Short task a » Select every line of the records that contains the word "ornate", treating uppercase and lowercase as distinct.

JP apparently understands this and is not going to stay in the role forever as a desiccated corpse until it all falls apart. Good for him, one last smart move by a successful leader.
 
At this point with the abundance of money the Big10 and SEC schools have, they'd just pay it, no matter how high it is. Once one of those schools finds their "guy" they get ahold of their donors and make it happen.
That's my point. It should have been 10 mill. Feels like ISU could lose 6 mill on that deal.
 
That's my point. It should have been 10 mill. Feels like ISU could lose 6 mill on that deal.
Anyone worth their salt in contract negotiations knows the cost of every term placed in a contract. They are calculating what cost/return is acceptable. A higher buyout costs money so they end up paying more on the salary or somewhere else. For the coach, the higher buyout will cost them money on their next contract since a new school will figure in the buyout payoff in their total package offered.

Short task b » Reproduce the passage on coaching contract buyouts above, word for word and in full.

Source records »
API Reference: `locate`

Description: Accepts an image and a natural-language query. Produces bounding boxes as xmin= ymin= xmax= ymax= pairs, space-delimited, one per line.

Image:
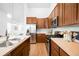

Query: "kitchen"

xmin=0 ymin=3 xmax=79 ymax=56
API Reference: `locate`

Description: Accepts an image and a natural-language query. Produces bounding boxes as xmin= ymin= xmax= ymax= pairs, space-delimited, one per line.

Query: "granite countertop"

xmin=0 ymin=35 xmax=30 ymax=56
xmin=51 ymin=38 xmax=79 ymax=56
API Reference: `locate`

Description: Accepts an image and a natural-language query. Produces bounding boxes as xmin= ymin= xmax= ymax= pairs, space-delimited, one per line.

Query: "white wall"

xmin=28 ymin=3 xmax=56 ymax=18
xmin=0 ymin=3 xmax=28 ymax=35
xmin=52 ymin=25 xmax=79 ymax=32
xmin=0 ymin=3 xmax=56 ymax=35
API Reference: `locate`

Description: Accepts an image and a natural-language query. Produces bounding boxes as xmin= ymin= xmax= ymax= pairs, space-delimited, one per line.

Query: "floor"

xmin=29 ymin=43 xmax=48 ymax=56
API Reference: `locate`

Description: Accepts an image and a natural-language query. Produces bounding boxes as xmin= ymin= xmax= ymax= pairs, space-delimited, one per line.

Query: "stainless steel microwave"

xmin=52 ymin=16 xmax=58 ymax=28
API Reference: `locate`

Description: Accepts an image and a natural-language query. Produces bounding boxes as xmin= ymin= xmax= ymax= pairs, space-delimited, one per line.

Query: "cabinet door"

xmin=26 ymin=17 xmax=37 ymax=24
xmin=64 ymin=3 xmax=76 ymax=25
xmin=76 ymin=3 xmax=79 ymax=23
xmin=44 ymin=18 xmax=50 ymax=28
xmin=51 ymin=41 xmax=59 ymax=56
xmin=60 ymin=48 xmax=68 ymax=56
xmin=58 ymin=3 xmax=64 ymax=26
xmin=10 ymin=45 xmax=23 ymax=56
xmin=37 ymin=18 xmax=45 ymax=29
xmin=22 ymin=38 xmax=30 ymax=56
xmin=48 ymin=18 xmax=52 ymax=28
xmin=36 ymin=34 xmax=47 ymax=43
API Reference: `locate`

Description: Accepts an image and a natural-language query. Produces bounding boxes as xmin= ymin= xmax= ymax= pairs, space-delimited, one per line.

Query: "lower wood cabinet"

xmin=36 ymin=34 xmax=47 ymax=43
xmin=7 ymin=38 xmax=30 ymax=56
xmin=51 ymin=41 xmax=68 ymax=56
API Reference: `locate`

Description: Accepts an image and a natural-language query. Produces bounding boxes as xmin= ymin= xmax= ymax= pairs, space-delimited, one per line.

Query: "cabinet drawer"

xmin=60 ymin=49 xmax=68 ymax=56
xmin=51 ymin=41 xmax=59 ymax=52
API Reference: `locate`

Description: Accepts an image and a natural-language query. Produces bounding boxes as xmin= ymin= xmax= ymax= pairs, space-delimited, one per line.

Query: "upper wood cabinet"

xmin=26 ymin=17 xmax=51 ymax=29
xmin=77 ymin=3 xmax=79 ymax=23
xmin=36 ymin=33 xmax=47 ymax=43
xmin=26 ymin=17 xmax=37 ymax=24
xmin=58 ymin=3 xmax=64 ymax=26
xmin=63 ymin=3 xmax=77 ymax=25
xmin=37 ymin=18 xmax=45 ymax=29
xmin=49 ymin=3 xmax=79 ymax=26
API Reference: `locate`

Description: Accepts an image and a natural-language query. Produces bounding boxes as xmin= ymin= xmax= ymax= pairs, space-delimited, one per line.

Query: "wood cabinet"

xmin=26 ymin=17 xmax=37 ymax=24
xmin=51 ymin=41 xmax=68 ymax=56
xmin=7 ymin=39 xmax=30 ymax=56
xmin=37 ymin=18 xmax=45 ymax=29
xmin=49 ymin=3 xmax=79 ymax=26
xmin=63 ymin=3 xmax=77 ymax=25
xmin=51 ymin=41 xmax=59 ymax=56
xmin=60 ymin=49 xmax=68 ymax=56
xmin=26 ymin=17 xmax=51 ymax=29
xmin=76 ymin=3 xmax=79 ymax=23
xmin=58 ymin=3 xmax=64 ymax=26
xmin=36 ymin=34 xmax=47 ymax=43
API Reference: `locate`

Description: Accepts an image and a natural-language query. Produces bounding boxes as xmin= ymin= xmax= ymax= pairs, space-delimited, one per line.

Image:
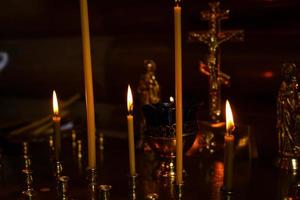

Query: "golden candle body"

xmin=127 ymin=115 xmax=136 ymax=176
xmin=80 ymin=0 xmax=96 ymax=168
xmin=174 ymin=5 xmax=183 ymax=185
xmin=52 ymin=115 xmax=61 ymax=161
xmin=224 ymin=134 xmax=234 ymax=192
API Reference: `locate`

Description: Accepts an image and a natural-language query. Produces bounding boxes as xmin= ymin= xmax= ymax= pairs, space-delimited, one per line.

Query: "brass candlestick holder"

xmin=98 ymin=185 xmax=112 ymax=200
xmin=87 ymin=168 xmax=97 ymax=195
xmin=147 ymin=130 xmax=195 ymax=179
xmin=176 ymin=184 xmax=183 ymax=200
xmin=54 ymin=161 xmax=63 ymax=181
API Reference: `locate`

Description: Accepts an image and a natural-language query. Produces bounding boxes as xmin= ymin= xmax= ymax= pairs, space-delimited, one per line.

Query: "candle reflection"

xmin=211 ymin=161 xmax=224 ymax=200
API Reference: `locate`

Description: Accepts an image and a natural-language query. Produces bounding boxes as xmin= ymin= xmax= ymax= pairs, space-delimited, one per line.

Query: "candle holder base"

xmin=54 ymin=161 xmax=63 ymax=181
xmin=146 ymin=193 xmax=159 ymax=200
xmin=176 ymin=183 xmax=183 ymax=200
xmin=59 ymin=176 xmax=70 ymax=200
xmin=87 ymin=168 xmax=97 ymax=192
xmin=147 ymin=133 xmax=195 ymax=180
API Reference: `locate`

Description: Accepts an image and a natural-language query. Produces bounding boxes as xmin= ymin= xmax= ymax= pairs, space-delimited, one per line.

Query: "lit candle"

xmin=174 ymin=0 xmax=183 ymax=185
xmin=80 ymin=0 xmax=96 ymax=169
xmin=127 ymin=85 xmax=136 ymax=176
xmin=224 ymin=100 xmax=235 ymax=192
xmin=52 ymin=91 xmax=61 ymax=161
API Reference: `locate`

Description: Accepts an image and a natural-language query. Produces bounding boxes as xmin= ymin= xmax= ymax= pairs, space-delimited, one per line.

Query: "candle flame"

xmin=52 ymin=90 xmax=59 ymax=115
xmin=226 ymin=100 xmax=234 ymax=134
xmin=127 ymin=85 xmax=133 ymax=114
xmin=170 ymin=96 xmax=174 ymax=103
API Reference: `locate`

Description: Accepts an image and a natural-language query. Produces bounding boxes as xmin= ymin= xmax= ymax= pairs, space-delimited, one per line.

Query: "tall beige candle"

xmin=127 ymin=85 xmax=136 ymax=176
xmin=80 ymin=0 xmax=96 ymax=168
xmin=224 ymin=101 xmax=235 ymax=192
xmin=174 ymin=2 xmax=183 ymax=185
xmin=52 ymin=91 xmax=61 ymax=161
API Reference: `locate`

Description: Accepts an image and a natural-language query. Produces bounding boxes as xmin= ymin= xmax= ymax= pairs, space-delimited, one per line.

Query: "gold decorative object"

xmin=22 ymin=142 xmax=34 ymax=199
xmin=137 ymin=59 xmax=160 ymax=150
xmin=146 ymin=193 xmax=159 ymax=200
xmin=147 ymin=133 xmax=195 ymax=180
xmin=277 ymin=63 xmax=300 ymax=172
xmin=87 ymin=168 xmax=97 ymax=195
xmin=137 ymin=60 xmax=160 ymax=105
xmin=129 ymin=174 xmax=137 ymax=200
xmin=55 ymin=161 xmax=63 ymax=181
xmin=98 ymin=185 xmax=112 ymax=200
xmin=59 ymin=176 xmax=70 ymax=200
xmin=189 ymin=2 xmax=244 ymax=122
xmin=71 ymin=129 xmax=77 ymax=149
xmin=22 ymin=169 xmax=34 ymax=200
xmin=176 ymin=183 xmax=183 ymax=200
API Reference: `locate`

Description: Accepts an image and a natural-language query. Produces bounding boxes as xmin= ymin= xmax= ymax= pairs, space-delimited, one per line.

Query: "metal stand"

xmin=98 ymin=185 xmax=112 ymax=200
xmin=59 ymin=176 xmax=70 ymax=200
xmin=22 ymin=169 xmax=34 ymax=199
xmin=176 ymin=183 xmax=183 ymax=200
xmin=54 ymin=161 xmax=63 ymax=181
xmin=129 ymin=175 xmax=137 ymax=200
xmin=87 ymin=168 xmax=97 ymax=200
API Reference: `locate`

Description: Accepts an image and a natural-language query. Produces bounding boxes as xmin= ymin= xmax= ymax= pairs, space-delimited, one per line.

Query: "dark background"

xmin=0 ymin=0 xmax=300 ymax=159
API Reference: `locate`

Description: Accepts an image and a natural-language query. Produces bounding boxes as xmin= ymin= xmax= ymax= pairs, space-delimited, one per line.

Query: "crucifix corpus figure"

xmin=189 ymin=2 xmax=244 ymax=122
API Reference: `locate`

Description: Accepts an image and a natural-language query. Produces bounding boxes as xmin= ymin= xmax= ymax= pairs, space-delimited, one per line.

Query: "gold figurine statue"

xmin=137 ymin=60 xmax=160 ymax=151
xmin=138 ymin=60 xmax=160 ymax=105
xmin=189 ymin=2 xmax=244 ymax=122
xmin=277 ymin=63 xmax=300 ymax=170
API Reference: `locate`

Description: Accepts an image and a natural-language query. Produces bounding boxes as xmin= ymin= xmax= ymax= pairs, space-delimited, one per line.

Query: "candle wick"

xmin=175 ymin=0 xmax=181 ymax=7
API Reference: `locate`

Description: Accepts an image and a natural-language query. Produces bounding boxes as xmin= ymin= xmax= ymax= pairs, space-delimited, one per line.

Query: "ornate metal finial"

xmin=277 ymin=63 xmax=300 ymax=173
xmin=129 ymin=175 xmax=137 ymax=200
xmin=88 ymin=168 xmax=97 ymax=193
xmin=22 ymin=169 xmax=34 ymax=199
xmin=59 ymin=176 xmax=70 ymax=200
xmin=176 ymin=184 xmax=183 ymax=200
xmin=55 ymin=161 xmax=63 ymax=181
xmin=189 ymin=2 xmax=244 ymax=122
xmin=137 ymin=59 xmax=160 ymax=150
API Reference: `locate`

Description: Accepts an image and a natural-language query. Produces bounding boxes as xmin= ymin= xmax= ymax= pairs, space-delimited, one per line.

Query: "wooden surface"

xmin=0 ymin=134 xmax=300 ymax=200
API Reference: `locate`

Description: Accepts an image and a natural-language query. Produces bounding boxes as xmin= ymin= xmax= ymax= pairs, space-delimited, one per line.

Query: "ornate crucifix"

xmin=189 ymin=2 xmax=244 ymax=122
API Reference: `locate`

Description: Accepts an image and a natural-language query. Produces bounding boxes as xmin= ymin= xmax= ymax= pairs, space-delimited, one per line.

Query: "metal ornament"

Task solution a »
Query: "ornate metal finial"
Query: "ornate crucifix"

Task solution b »
JP apparently understands this and is not going to stay in the role forever as a desiccated corpse until it all falls apart. Good for him, one last smart move by a successful leader.
 
At this point with the abundance of money the Big10 and SEC schools have, they'd just pay it, no matter how high it is. Once one of those schools finds their "guy" they get ahold of their donors and make it happen.
That's my point. It should have been 10 mill. Feels like ISU could lose 6 mill on that deal.
 
That's my point. It should have been 10 mill. Feels like ISU could lose 6 mill on that deal.
Anyone worth their salt in contract negotiations knows the cost of every term placed in a contract. They are calculating what cost/return is acceptable. A higher buyout costs money so they end up paying more on the salary or somewhere else. For the coach, the higher buyout will cost them money on their next contract since a new school will figure in the buyout payoff in their total package offered.